§ Task goal
Please return the part of the cantilever beam article from "Deformations that occurred" to "also in researching.", copied word for word.

§ Passage provided
Start

Print version ISSN 0370-4467On-line version ISSN 1807-0353

Rem: Rev. Esc. Minas vol.68 no.3 Ouro Preto July/Sept. 2015

https://doi.org/10.1590/0370-44672013680016 

Civil Engineering

Maps of deformations in a cantilever beam using particle image velocimetry (PIV) and speckle patterns

Roberto Alves Braga Jr. 1  

Ricardo Rodrigues Magalhaes 2  

Rafael Pego Melo 3  

Joao Vitor Gomes 4  

1Professor Associado, University of Lavras, Engineering department, Lavras - Minas Gerais - Brasil. robbraga@deg.ufla.br

2Professor Adjunto, University of Lavras, Engineering department, Lavras - Minas Gerais - Brasil. ricardorm@deg.ufla.br

3Bolsista de Iniciação Científica, University of Lavras, Engineering department, Lavras - Minas Gerais - Brasil. rafamelo@engautomacao.ufla.br

4Bolsista de Iniciação Científica, University of Lavras, Engineering department, Lavras - Minas Gerais - Brasil. jv_aut@hotmail.com


ABSTRACT

PIV (particle image velocimetry) has been spreading in studies that use the movement of particles to monitor the displacement of an object or the flow of a fluid by means of velocity vectors using optical techniques and second order statistics. PIV is also known as laser speckle velocimetry when associated with speckle patterns. This technique has been used in works involving fluids, in general, building a map of velocity vectors representing the flow under analysis. This paper presents an approach by using PIV associated to speckle patterns for deformation measurements in a cantilever beam (ASTM A36 steel), one of the most common examples used in civil engineering, without the introduction of external particles. Results showed that the difference between PIV associated to speckle patterns and the analytic displacement values is increased along the beam length for a load of 1.96 N as an evidence of sensitivity of the proposed measurement method. This indicates that PIV is also capable for detecting displacement fields associated with laser speckle patterns in solid mechanics generating a map of deformation as an additional option for non-destructive tests.

Key words: Particle image velocimetry; displacement vectors; solid mechanics; measurement techniques

1. Introduction

Deformations that occurred in industrial parts caused by external loads (fatigue) or manufacturing processes (residual stresses) affect resistance and generally compromise the product's life. Measurement of these deformations in terms of displacements with no product damages has significant importance in industries and also in researching.

End

§ Supplied data
Start

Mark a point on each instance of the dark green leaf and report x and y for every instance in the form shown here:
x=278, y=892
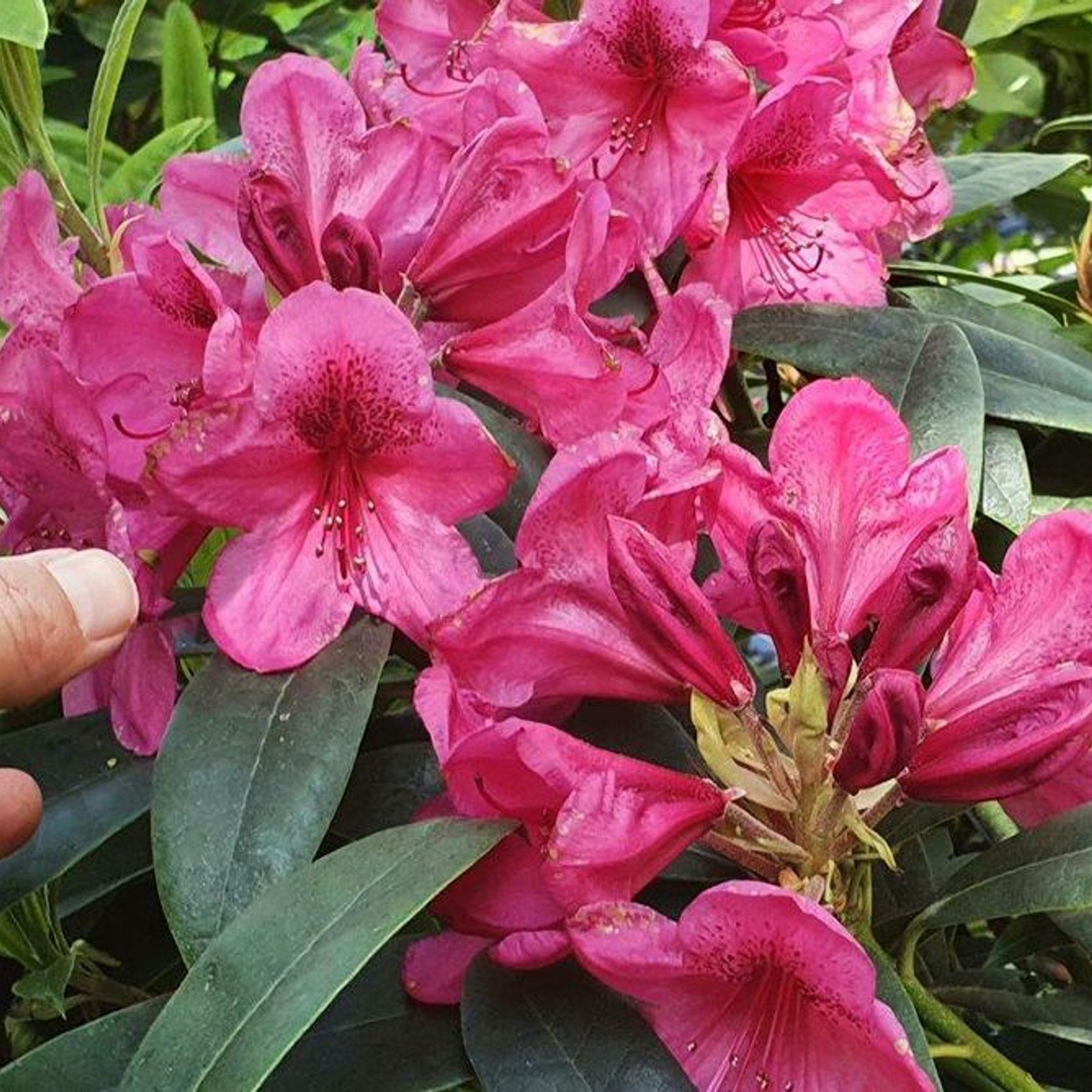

End

§ Exercise result
Deformations that occurred in industrial parts caused by external loads (fatigue) or manufacturing processes (residual stresses) affect resistance and generally compromise the product's life. Measurement of these deformations in terms of displacements with no product damages has significant importance in industries and also in researching.